<<<<

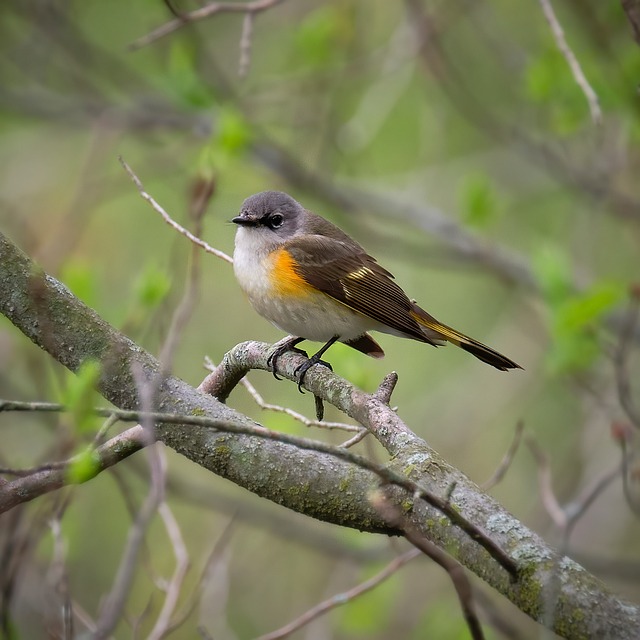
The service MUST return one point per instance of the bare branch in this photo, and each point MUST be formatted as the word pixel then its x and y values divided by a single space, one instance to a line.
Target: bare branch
pixel 572 61
pixel 200 14
pixel 74 333
pixel 453 568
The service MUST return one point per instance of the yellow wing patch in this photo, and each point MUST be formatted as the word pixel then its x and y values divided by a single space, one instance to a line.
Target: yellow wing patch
pixel 284 278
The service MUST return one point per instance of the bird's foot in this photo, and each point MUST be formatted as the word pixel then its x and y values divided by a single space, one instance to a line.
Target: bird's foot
pixel 301 371
pixel 284 346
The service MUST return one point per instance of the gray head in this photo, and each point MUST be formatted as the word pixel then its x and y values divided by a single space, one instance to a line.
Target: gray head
pixel 277 216
pixel 274 213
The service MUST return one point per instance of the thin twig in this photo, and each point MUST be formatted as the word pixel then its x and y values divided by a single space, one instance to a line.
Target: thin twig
pixel 245 44
pixel 162 626
pixel 572 61
pixel 201 13
pixel 385 473
pixel 454 569
pixel 342 598
pixel 506 461
pixel 168 219
pixel 622 357
pixel 113 606
pixel 184 310
pixel 545 484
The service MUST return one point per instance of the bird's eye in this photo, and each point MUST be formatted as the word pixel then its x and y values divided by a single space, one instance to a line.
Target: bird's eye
pixel 275 221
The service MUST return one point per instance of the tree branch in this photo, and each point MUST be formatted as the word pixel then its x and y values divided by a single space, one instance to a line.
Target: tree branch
pixel 311 482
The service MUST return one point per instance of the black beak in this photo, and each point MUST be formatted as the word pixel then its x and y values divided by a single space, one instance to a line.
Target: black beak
pixel 244 221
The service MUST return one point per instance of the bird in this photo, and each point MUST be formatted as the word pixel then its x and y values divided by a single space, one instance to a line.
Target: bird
pixel 313 281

>>>>

== Instruction ==
Swap "thin twig" for "slender twig" and change nothing else, then give the records again from the start through the line holding "pixel 275 221", inclusive. Leave the pictures out.

== Solution below ==
The service MUST return one point per instance of the bare branch in this photo, and each point MUST be formatted as the word pixel then its x and y values divided by a single space, one instance to a line.
Target: bare branch
pixel 572 61
pixel 200 14
pixel 74 333
pixel 453 568
The service MUST return one point per instance of the yellow wing patch in this photo, and each point MUST be formatted as the word pixel then its x and y values divided by a single space, one instance to a line.
Target: yellow wing patch
pixel 284 278
The service MUST return one point per instance of the bird's foot in this photo, and each point MUST be formatted as the word pixel then its x and y values divided by a single space, one instance to a line.
Target: bird's foot
pixel 301 371
pixel 284 346
The service MUST return one point per instance of the gray head in this photo, and each point MUST be formatted as the word pixel then its x and y values divided by a single space, one instance to a line.
Target: gray head
pixel 277 216
pixel 274 213
The service MUST return one point per instance of the slender twig in this photo, and each point MUST be formatted as the word pixel then its x and y values divided by a single space, one instance to a line.
Target: slender twig
pixel 245 44
pixel 162 626
pixel 572 61
pixel 201 13
pixel 385 473
pixel 454 569
pixel 342 598
pixel 506 461
pixel 168 219
pixel 622 357
pixel 113 606
pixel 184 310
pixel 545 484
The service MUST return one point per instance of the bird's eye in this photo, and each point MUST be formatted as the word pixel then its x and y values divided by a single space, one instance to a line.
Target: bird's eye
pixel 275 221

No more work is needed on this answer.